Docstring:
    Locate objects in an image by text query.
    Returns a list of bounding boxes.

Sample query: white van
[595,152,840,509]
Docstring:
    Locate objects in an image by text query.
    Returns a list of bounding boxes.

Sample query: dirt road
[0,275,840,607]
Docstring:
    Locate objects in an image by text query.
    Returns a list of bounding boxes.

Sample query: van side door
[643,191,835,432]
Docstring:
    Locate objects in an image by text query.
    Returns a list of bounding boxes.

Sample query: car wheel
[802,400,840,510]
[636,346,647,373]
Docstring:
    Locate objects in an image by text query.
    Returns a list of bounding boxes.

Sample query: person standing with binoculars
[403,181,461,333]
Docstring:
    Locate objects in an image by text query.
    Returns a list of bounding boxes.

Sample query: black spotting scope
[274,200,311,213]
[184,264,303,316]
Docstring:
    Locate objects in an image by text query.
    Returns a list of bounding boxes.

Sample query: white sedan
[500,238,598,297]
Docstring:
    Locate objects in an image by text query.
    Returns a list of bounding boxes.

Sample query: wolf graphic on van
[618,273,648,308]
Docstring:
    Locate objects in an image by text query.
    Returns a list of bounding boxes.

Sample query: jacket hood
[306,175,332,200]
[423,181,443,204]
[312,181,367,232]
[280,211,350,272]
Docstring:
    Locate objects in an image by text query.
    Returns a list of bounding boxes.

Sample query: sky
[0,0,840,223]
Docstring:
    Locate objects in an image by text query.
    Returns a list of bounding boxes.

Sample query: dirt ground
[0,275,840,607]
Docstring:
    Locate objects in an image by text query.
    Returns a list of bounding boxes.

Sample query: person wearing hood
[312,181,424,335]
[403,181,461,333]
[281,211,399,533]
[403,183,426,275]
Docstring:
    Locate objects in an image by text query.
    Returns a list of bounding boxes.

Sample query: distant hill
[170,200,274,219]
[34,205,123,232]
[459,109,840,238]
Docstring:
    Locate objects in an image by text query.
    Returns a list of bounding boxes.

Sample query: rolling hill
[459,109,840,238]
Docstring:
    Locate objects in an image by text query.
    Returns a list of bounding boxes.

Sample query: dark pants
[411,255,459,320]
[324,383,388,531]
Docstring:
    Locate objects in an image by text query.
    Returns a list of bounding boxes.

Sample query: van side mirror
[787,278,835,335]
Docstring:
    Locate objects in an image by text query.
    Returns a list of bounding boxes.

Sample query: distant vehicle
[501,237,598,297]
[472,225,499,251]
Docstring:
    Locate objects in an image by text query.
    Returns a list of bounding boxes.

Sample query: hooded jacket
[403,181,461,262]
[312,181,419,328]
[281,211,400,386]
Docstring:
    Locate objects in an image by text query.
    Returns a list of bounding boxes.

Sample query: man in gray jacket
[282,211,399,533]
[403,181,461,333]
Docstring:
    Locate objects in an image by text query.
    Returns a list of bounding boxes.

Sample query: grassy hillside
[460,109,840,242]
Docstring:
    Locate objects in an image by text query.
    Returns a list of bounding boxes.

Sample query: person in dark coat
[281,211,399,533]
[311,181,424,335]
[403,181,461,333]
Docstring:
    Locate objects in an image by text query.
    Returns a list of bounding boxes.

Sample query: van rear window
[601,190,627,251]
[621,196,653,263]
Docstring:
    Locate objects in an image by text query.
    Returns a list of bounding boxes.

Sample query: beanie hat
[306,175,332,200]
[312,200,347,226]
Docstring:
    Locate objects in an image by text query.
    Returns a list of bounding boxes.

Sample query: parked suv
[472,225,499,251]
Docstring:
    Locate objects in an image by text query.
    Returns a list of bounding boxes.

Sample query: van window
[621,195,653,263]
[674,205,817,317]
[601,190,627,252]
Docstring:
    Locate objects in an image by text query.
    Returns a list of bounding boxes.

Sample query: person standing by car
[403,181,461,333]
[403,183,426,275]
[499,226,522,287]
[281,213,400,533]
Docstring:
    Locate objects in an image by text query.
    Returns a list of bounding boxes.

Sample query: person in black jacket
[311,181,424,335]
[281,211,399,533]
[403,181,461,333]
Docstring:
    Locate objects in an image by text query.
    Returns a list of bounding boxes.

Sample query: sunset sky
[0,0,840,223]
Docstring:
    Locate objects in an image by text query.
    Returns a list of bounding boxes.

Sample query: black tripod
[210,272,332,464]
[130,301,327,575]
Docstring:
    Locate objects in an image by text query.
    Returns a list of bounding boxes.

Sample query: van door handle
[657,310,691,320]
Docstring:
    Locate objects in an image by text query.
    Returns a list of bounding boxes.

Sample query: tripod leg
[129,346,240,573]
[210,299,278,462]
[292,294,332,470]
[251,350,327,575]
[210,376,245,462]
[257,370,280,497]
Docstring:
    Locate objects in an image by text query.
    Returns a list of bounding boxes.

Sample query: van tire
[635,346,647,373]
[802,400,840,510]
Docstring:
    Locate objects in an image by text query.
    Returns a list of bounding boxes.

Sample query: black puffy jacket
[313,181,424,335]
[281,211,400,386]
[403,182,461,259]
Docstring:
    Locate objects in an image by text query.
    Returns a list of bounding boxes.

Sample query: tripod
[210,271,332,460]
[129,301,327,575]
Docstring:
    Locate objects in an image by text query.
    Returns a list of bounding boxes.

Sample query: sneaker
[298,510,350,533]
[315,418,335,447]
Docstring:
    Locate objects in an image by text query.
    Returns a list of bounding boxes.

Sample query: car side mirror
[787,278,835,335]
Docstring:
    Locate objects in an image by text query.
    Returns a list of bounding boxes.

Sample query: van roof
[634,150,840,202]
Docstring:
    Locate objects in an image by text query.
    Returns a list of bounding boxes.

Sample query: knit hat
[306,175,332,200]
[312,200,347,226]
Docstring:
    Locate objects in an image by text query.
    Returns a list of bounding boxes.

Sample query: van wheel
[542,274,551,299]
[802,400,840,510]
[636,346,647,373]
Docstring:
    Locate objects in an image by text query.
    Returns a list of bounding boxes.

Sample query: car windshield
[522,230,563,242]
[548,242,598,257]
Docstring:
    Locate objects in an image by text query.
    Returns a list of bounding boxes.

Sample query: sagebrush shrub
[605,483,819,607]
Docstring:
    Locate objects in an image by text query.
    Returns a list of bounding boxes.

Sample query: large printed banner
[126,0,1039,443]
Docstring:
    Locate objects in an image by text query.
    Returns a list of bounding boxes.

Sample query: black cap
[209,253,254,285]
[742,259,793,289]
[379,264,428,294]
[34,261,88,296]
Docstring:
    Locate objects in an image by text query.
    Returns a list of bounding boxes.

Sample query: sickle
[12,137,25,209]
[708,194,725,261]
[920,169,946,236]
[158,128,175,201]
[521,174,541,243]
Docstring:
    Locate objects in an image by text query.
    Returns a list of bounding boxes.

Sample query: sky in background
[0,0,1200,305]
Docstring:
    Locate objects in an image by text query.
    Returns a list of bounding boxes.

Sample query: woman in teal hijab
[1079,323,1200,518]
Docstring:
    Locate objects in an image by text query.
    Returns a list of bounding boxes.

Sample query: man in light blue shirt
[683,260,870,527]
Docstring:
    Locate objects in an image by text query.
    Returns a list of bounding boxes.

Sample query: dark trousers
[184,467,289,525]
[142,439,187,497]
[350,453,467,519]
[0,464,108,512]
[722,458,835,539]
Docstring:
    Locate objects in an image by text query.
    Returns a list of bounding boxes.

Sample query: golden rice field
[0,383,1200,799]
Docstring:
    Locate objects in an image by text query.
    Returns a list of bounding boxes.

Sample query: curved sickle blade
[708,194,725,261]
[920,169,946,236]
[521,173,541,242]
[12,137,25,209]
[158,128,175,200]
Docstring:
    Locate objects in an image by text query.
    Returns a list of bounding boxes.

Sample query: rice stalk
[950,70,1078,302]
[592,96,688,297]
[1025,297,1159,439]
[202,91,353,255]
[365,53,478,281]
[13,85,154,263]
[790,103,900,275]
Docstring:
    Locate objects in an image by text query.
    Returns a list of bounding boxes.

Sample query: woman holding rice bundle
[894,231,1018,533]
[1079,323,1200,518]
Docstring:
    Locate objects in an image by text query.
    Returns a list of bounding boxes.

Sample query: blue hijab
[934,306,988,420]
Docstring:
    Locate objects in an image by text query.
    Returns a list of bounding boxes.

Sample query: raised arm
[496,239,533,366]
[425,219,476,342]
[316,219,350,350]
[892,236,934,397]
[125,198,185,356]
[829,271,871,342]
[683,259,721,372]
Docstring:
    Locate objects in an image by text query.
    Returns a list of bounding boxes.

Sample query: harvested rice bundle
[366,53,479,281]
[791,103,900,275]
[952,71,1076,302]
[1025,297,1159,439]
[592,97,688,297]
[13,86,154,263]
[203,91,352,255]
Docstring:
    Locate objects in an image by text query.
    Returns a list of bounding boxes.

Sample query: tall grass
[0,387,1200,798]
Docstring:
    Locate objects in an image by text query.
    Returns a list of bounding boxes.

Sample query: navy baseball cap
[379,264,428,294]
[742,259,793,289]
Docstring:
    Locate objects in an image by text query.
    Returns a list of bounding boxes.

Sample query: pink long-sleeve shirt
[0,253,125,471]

::::::

> [Written problem]:
Count the lines of the records above that contain the string "shirt", treating uppercase and lowercase as different. Reply with the number only.

> [Response for this exercise]:
2